#### [Work required]
Extract the rows below verbatim, starting at the very first line and ending at the line that contains "[[35, 118]]", with both ends included. Leave the pictures out of your answer.

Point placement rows
--- Begin ---
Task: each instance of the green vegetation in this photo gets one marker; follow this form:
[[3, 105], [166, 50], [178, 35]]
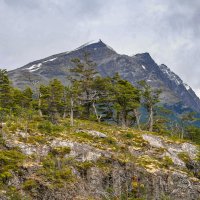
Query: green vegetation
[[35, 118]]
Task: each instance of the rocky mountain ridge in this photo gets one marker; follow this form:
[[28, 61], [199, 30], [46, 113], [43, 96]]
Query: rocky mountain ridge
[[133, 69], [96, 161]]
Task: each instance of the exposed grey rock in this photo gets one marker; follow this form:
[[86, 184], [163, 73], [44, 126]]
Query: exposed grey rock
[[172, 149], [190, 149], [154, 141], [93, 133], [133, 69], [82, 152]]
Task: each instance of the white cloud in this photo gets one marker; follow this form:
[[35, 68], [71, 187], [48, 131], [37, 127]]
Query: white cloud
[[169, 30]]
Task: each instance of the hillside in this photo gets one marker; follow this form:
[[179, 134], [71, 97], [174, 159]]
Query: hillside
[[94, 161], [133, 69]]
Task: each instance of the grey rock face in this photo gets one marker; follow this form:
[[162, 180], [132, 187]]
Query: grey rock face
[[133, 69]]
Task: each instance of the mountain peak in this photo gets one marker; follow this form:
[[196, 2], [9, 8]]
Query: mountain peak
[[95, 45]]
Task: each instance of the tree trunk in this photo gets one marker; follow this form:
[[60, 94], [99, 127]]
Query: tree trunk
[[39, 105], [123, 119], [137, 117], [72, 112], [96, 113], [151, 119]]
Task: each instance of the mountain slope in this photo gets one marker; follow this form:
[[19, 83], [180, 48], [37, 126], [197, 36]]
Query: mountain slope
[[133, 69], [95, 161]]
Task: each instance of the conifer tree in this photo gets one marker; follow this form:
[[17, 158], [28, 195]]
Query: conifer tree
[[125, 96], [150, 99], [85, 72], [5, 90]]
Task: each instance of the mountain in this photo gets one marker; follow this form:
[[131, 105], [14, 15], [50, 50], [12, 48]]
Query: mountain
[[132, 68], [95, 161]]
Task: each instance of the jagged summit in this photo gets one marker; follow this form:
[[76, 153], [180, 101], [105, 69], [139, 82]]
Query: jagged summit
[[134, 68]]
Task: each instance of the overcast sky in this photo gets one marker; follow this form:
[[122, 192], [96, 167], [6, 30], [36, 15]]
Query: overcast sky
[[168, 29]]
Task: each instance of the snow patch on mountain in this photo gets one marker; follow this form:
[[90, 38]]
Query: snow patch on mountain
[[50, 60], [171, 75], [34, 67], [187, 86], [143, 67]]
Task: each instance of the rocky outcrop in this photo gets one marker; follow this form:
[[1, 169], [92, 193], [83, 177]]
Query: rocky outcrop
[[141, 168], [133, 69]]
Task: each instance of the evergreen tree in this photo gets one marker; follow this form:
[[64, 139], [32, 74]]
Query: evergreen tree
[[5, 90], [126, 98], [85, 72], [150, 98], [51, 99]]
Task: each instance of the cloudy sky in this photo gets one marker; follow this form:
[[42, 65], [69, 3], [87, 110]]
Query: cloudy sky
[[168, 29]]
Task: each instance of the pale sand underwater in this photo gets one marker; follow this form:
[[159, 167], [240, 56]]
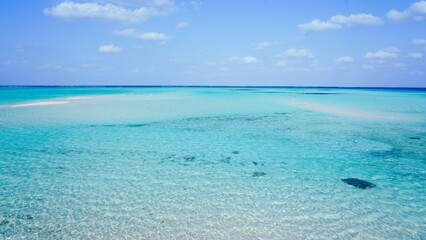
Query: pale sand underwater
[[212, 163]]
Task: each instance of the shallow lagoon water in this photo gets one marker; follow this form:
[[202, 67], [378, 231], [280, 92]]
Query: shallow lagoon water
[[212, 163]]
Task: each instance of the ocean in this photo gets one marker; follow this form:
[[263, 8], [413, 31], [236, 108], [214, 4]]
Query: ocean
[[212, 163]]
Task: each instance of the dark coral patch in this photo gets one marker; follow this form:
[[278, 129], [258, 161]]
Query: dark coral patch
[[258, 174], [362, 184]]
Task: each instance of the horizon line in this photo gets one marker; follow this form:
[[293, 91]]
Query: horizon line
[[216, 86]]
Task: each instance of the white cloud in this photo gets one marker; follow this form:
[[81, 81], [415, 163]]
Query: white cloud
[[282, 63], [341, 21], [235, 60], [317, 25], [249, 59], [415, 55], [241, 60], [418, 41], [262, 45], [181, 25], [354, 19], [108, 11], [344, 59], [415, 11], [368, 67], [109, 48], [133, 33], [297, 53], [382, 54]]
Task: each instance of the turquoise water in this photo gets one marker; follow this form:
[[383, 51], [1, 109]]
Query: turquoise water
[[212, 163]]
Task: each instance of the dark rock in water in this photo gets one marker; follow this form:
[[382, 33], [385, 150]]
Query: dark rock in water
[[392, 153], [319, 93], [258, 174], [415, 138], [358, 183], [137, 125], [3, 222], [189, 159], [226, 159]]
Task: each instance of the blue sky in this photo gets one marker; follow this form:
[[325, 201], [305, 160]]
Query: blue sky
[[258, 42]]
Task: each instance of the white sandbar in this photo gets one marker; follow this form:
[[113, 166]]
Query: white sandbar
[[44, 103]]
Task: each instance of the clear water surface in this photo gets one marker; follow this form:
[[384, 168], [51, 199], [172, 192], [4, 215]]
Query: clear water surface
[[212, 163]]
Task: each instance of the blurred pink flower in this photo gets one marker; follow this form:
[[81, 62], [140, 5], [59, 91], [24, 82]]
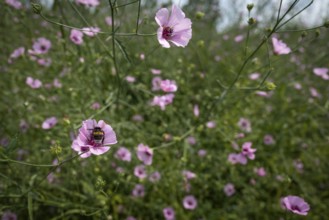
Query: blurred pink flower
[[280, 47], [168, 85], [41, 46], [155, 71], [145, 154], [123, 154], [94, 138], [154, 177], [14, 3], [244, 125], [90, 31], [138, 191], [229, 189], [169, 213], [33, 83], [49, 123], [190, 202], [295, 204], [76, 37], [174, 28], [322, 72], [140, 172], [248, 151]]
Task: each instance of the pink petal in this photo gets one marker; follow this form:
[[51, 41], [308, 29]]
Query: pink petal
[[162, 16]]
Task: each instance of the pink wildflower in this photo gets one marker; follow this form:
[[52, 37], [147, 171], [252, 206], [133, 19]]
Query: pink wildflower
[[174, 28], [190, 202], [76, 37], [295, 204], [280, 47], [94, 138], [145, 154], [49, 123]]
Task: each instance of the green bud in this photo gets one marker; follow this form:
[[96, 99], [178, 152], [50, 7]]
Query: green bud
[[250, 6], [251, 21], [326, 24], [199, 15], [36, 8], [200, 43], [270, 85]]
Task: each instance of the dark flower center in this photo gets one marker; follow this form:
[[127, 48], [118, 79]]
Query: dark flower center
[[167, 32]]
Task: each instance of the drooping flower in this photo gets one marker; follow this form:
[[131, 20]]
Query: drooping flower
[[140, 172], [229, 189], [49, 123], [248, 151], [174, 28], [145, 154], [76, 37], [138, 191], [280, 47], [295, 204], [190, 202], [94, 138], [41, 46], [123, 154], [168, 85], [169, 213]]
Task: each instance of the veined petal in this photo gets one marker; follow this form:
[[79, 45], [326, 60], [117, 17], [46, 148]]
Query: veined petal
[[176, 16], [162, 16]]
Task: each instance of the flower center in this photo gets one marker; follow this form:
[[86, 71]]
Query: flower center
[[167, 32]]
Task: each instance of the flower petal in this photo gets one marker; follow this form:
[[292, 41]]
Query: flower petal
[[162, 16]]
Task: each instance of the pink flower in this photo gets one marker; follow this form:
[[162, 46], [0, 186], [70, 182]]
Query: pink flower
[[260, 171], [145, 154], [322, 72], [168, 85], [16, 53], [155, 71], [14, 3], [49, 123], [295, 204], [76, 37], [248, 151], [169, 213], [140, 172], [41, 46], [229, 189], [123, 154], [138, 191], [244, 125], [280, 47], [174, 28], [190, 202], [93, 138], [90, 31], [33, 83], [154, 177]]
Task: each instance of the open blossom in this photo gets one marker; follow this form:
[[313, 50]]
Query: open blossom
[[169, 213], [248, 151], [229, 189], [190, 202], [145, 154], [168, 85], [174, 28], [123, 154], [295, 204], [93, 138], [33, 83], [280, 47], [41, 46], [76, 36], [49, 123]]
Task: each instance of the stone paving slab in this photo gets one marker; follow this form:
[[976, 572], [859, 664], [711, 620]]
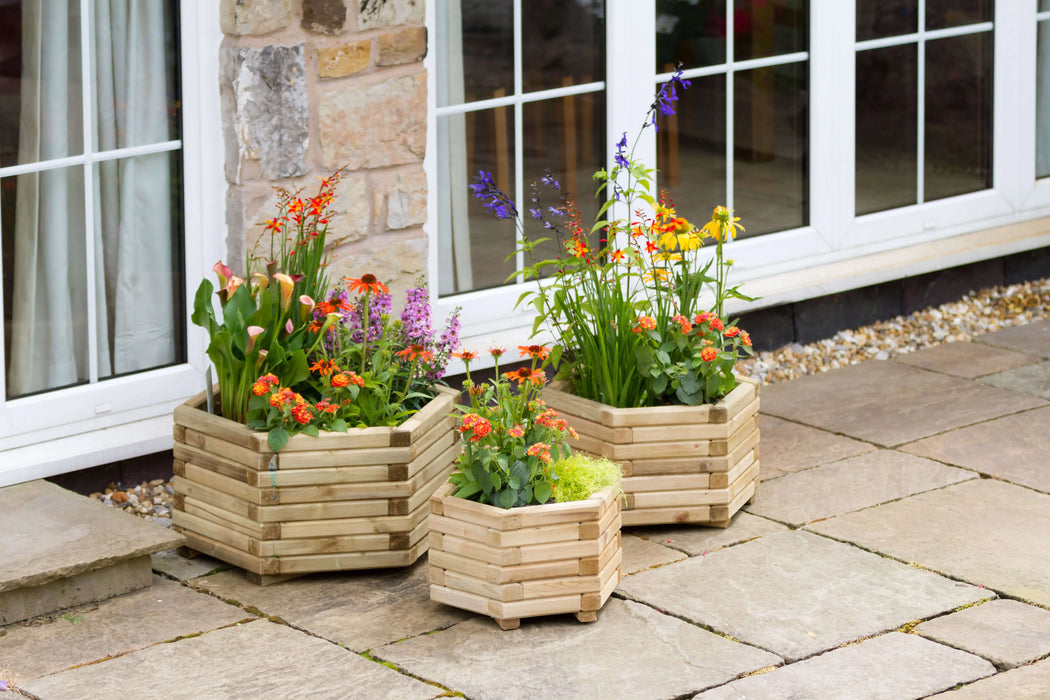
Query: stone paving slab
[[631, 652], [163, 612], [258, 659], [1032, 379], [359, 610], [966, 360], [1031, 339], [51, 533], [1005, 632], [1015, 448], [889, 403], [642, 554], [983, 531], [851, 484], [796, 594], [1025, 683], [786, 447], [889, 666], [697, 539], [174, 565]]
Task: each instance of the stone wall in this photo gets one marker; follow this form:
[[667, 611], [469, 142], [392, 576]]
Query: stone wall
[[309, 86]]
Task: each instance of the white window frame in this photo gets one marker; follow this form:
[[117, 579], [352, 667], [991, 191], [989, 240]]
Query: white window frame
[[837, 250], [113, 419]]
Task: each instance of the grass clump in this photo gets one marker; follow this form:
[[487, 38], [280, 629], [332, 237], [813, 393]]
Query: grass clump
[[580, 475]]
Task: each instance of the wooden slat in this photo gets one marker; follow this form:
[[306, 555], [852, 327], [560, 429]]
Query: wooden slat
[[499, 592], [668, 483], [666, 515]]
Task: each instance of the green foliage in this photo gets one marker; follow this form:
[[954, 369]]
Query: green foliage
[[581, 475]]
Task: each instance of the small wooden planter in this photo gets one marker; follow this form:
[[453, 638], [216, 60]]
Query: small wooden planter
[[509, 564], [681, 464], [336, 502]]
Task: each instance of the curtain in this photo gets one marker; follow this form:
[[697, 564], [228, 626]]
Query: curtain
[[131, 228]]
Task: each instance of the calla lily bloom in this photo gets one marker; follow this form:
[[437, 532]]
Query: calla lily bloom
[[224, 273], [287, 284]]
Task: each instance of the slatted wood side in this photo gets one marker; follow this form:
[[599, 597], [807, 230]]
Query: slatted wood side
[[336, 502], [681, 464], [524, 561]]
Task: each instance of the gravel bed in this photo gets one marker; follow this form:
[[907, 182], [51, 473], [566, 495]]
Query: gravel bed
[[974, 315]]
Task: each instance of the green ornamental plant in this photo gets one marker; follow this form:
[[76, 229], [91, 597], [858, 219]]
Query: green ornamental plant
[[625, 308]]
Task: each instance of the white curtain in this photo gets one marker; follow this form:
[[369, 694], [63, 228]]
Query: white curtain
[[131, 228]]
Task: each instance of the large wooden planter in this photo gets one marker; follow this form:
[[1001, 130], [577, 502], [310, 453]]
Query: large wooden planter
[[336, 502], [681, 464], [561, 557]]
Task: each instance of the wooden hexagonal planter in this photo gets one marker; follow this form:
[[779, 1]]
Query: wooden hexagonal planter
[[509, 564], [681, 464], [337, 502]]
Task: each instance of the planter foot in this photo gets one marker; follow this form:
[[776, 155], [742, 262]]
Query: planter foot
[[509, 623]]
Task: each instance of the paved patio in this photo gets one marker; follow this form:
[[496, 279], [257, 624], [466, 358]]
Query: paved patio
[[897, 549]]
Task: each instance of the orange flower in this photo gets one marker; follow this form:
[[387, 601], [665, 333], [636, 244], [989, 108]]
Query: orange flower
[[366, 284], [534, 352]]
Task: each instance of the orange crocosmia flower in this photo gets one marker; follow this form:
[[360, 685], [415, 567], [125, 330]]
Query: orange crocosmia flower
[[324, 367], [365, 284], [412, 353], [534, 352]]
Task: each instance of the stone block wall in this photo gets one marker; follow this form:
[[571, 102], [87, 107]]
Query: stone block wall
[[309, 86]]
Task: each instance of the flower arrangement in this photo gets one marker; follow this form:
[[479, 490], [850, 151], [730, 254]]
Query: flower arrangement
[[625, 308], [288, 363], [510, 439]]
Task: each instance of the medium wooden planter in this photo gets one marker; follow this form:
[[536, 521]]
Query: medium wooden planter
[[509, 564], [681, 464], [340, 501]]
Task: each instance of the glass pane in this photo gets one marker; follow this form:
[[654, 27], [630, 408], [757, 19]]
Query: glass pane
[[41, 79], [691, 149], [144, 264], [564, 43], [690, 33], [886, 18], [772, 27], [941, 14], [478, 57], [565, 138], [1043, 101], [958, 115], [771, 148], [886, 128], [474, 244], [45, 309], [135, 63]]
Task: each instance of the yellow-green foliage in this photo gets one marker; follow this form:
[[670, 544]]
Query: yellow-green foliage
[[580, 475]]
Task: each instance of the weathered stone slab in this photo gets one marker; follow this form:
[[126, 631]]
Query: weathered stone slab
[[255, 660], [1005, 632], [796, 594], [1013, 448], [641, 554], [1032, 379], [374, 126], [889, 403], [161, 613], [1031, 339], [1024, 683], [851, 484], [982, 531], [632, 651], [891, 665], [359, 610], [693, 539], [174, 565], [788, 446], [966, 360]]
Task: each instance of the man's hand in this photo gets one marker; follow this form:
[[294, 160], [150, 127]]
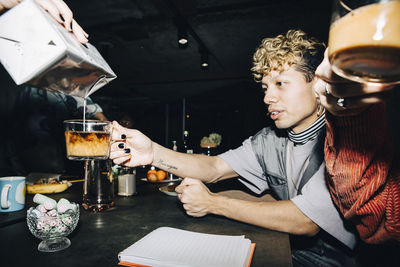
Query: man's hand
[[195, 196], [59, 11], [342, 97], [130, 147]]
--- End ---
#### [Result of the exercise]
Task: each instance of the green vegetation in this photo gets one marker; follow this form:
[[3, 105], [166, 50], [178, 35]]
Query: green vegetation
[[35, 118]]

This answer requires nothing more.